> [The task]:
Convert every item below into a two-column CSV with the header text,answer, giving one row per item with its text in the first field and its answer in the second. Wrap each field in double quotes and replace any line breaks inside a field with spaces.

> [Provided entries]:

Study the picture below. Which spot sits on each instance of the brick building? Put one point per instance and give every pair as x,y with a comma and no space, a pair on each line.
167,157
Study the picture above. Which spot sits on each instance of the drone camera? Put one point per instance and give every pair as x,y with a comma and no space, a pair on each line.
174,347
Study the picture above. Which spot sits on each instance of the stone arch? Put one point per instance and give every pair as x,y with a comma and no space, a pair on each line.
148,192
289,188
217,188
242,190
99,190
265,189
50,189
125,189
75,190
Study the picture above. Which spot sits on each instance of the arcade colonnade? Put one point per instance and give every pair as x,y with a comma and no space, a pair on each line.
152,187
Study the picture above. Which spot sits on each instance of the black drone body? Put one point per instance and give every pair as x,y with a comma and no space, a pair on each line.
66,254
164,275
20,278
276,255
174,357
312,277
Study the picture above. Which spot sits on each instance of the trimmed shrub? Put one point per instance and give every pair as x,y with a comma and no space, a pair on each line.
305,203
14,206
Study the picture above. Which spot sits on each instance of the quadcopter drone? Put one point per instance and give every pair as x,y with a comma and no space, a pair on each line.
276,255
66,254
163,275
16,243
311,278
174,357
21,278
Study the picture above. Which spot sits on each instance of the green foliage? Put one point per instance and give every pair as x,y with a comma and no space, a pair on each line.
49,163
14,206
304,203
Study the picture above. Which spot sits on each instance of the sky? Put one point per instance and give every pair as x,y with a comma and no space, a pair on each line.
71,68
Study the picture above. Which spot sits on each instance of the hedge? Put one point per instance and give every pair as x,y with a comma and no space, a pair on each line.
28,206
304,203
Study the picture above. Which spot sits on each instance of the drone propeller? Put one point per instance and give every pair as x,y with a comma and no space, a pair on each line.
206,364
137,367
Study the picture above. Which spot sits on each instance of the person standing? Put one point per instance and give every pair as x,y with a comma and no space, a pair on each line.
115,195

> [Response to this task]:
text,answer
"Study the picture below. Which spot sits on each instance of the brick building? Put one point per instance and give every pair as x,y with a comma and no space, a pair on each line.","167,157"
"Study the picture above. Which spot sits on each instance of the drone camera? Put one point per instance and give every pair as x,y with a comma and no space, a pair on each line.","174,347"
"Study the picture above. Which spot sits on each instance of the stone arch? Put one point per instance and give every pair as x,y with a comma and no space, a pair on each line.","148,192 289,188 217,188 242,190 99,190 265,189 50,189 125,189 75,190"
"Study the picture above. Which spot sits on each instance of the arcade colonnade? Put one point per instance and give every pair as x,y with a comma and no space, a pair on each line.","152,187"
"Study the picture above. Which spot sits on each instance of the black drone body? Put one point per instance and give every pair as x,y with a comma and no space, a pair on each line.","66,254 164,275 20,278 276,255 174,357 312,277"
"Study the picture above. Which spot sits on each instance of the trimmed shrub? Put one point per instance and give every pair as x,y with a comma and no space, a pair on each line.","305,203 14,206"
"Study the picture above. Which spot sits on each instance of the quadcopter drone? Put one point per instance and give every pair as x,y with a comma and no space, a pair on each line.","276,255 66,254 163,275 16,243 311,278 174,357 21,278"
"Study the picture above. Which spot sits on each instance of the green foliage? Put one point per instance and give every pair as x,y with a comma and no space, a pair on each line.","49,163 14,206 304,203"
"Study the picture above. Which spot sits on each instance of the sky? Put one point per instance and give every pair as x,y with a comma and no space, a pair on each line.","71,68"
"Study the picture above. Which spot sits on each instance of the hedge? Put one point per instance and give every pair as x,y with a comma and no space, a pair on each line.","28,206 304,203"
"Study the picture above. Which spot sits on each instance of the drone propeller? Put one point per instance and give every pair as x,y with a comma and no space, a pair on each line.","206,364 137,367"
"Study the picture above. Which spot sits on each instance of the person standing? Put one point per instance and give every pair as x,y with a comma and no space, a pair on each line.","115,195"